*** Opening Reading passage ***

🟡 Beginner–Intermediate 🖥️ Type: AI Computer Agent / GUI Automation 💸 Free & Open Source (Apache-2.0) ⭐ 29.4k GitHub Stars
What is UI-TARS Desktop & Agent TARS?
UI-TARS Desktop and Agent TARS are two free, open-source AI agent tools made by ByteDance (the company behind TikTok) that let you control your computer using plain English instructions. You type what you want to do, and the AI takes over — it sees your screen, moves the mouse, clicks buttons, types text, and completes tasks on your behalf.
Think of it like hiring a virtual assistant who can actually see your screen and use any app on your computer. You say “Search Google for the latest AI news, open the first three results, and summarise each one” — and it does exactly that, step by step, by taking screenshots and using your mouse and keyboard just like a human would.

*** Closing Reading passage ***
*** Opening Data records ***

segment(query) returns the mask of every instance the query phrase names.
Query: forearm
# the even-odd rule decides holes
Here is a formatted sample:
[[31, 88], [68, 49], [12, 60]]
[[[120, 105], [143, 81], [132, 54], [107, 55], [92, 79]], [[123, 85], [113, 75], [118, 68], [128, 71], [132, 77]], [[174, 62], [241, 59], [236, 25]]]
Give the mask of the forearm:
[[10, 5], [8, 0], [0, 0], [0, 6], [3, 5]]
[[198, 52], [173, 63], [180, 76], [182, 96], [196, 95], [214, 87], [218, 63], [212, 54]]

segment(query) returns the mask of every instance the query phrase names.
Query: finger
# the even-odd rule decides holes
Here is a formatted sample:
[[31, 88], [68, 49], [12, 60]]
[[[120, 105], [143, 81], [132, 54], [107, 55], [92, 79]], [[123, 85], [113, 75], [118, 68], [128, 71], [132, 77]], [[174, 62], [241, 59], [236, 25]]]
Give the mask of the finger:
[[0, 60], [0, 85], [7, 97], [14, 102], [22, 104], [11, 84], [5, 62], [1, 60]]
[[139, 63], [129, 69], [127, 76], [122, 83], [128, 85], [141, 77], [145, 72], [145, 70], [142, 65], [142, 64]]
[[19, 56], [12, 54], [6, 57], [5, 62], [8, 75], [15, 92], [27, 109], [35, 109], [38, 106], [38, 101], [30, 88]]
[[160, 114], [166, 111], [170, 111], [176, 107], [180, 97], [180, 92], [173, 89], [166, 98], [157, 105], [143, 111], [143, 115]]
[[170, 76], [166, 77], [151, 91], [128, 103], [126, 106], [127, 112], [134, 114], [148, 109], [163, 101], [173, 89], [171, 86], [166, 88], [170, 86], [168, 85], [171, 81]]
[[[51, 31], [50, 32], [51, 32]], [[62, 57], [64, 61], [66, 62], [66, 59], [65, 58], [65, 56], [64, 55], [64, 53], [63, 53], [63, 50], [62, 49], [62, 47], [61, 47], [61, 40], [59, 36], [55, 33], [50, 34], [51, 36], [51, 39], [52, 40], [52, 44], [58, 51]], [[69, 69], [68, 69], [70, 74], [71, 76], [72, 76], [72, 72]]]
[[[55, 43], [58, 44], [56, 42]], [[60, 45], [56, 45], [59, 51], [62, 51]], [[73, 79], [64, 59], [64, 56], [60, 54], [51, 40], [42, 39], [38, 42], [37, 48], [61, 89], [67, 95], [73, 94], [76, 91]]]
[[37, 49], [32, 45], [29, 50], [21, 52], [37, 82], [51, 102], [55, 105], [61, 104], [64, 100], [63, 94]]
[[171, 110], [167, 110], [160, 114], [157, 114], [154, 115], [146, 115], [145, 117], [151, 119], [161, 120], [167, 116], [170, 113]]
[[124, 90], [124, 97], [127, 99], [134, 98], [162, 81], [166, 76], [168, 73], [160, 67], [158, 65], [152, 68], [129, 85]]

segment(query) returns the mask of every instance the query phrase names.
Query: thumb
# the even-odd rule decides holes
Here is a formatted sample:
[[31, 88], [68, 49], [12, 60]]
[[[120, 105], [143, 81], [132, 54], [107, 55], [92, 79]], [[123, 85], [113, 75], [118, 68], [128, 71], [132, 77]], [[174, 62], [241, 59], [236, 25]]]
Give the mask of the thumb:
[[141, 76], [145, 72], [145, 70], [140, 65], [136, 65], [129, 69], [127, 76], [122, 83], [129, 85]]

*** Closing Data records ***

● **Task instructions**:
Write the next part of the UI-TARS Desktop and Agent TARS overview, starting after its closing paragraph about the virtual assistant comparison.

● **Answer area**:
There are two products in this family, and you can use either or both:
- UI-TARS Desktop — a downloadable desktop app (like any normal program) that gives the AI full control of your computer and browser. Best for beginners. Download and run, no coding needed for the basic version.
- Agent TARS CLI — a command-line tool aimed at more technical users. One command to install, powerful multimodal agent with a built-in web UI, file handling, shell command execution, and MCP tool integration. Ideal for developers or power users.
Both are built on the UI-TARS model — a vision-language AI that “sees” your screen visually (through screenshots) rather than by reading code. This means it can automate any app or website, even ones that have no public API or automation support.
Who is it for?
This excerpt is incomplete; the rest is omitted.